Set task A: From the passage on Pope Francis below, list the groups that his comments on the plane are said to have been particularly about.

Extracted text:
────────────────────────────────────────
His comments on the plane, particularly about the divorced and remarried, women, and homosexuals must be read and understood through the lenses of the Gospel of Jesus Christ, the outreach and concern of the Church for those on the fringes, and the mercy, tenderness and forgiveness of a pastor who walks among his people.

The Question to Pope Francis from Ilse, a journalist on the Papal flight

Ilse: I would like to ask permission to pose a rather delicate question.  Another image that went around the world is that of Monsignor Ricca and the news about his personal life.  I would like to know, your Holiness, what will be done about this question.  How should one deal with this question and how does your Holiness wish to deal with the whole question of the gay lobby?

The Pope’s Answer

Regarding the matter of Monsignor Ricca, I did what Canon Law required and did the required investigation.  And from the investigation, we did not find anything corresponding to the accusations against him.  We found none of that.  That is the answer.  But I would like to add one more thing to this: I see that so many times in the Church, apart from this case and also in this case, one  looks for the “sins of youth,” for example, is it not thus?, And then these things are published.  These things are not crimes.  The crimes are something else: child abuse is a crime.  But sins, if a person, or secular priest or a nun, has committed a sin and then that person experienced conversion, the Lord forgives and when the Lord forgives, the Lord forgets and this is very important for our lives.  When we go to confession and we truly say “I have sinned in this matter,” the Lord forgets and we do not have the right to not forget because we run the risk that the Lord will not forget our sins, eh?  This is a danger.  This is what is important: a theology of sin.  So many times I think of St. Peter: he committed one of the worst sins denying Christ.  And with this sin they made him Pope.  We must think about fact often.
────────────────────────────────────────
Input:

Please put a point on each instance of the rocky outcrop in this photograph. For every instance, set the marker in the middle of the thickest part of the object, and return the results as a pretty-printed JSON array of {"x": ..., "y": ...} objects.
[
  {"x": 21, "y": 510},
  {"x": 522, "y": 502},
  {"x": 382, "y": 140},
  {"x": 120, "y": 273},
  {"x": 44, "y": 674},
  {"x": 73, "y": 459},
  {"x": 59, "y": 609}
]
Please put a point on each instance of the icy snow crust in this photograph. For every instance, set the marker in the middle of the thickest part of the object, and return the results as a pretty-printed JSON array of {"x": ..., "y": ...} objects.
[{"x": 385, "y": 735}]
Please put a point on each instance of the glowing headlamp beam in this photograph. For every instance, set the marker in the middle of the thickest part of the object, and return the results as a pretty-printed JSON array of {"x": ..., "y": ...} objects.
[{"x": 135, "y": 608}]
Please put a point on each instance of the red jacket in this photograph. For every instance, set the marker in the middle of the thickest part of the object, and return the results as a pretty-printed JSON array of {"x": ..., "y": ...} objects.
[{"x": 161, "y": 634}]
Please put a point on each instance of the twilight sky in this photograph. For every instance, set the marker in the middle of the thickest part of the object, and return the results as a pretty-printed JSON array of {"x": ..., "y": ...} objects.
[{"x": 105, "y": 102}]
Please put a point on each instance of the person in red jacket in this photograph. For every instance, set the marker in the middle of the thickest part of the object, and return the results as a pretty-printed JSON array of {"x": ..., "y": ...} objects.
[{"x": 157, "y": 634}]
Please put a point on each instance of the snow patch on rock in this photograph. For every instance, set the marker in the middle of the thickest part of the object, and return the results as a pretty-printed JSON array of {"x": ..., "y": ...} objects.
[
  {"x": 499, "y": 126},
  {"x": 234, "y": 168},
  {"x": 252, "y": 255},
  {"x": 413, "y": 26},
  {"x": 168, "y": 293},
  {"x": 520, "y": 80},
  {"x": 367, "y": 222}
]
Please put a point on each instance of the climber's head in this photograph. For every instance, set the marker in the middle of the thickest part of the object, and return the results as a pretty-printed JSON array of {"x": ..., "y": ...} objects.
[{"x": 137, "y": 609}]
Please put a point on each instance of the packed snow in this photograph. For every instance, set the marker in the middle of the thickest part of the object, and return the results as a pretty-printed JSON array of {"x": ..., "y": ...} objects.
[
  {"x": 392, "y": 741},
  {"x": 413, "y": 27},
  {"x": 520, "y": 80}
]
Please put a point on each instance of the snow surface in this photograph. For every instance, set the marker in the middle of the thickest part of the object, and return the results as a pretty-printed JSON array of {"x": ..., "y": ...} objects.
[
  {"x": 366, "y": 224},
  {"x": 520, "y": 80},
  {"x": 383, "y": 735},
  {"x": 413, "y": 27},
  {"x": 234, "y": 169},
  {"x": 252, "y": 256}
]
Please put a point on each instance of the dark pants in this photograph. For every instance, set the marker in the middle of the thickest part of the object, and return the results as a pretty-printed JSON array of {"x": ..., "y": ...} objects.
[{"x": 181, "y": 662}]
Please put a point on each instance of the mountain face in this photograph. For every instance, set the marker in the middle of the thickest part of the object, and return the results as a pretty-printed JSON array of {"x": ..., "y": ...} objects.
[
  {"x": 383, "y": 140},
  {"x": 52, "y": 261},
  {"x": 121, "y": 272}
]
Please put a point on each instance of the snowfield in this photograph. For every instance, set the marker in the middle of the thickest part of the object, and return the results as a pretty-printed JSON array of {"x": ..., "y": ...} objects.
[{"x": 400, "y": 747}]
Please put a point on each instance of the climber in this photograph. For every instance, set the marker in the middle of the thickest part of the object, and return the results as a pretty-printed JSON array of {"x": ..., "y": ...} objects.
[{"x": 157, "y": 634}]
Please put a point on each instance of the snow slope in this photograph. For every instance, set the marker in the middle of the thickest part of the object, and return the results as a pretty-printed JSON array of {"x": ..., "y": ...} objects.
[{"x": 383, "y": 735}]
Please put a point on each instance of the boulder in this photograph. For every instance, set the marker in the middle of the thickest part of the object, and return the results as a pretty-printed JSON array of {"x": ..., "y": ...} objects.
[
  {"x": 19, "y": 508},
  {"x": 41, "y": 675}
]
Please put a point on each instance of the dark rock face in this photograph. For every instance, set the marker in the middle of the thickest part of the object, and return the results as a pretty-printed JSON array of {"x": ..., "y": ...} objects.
────────────────────────────────────────
Set task B: Count the lines in the rows above that contain the word "dark". Reply with the number only.

Right answer A:
the divorced and remarried
women
homosexuals

Right answer B: 2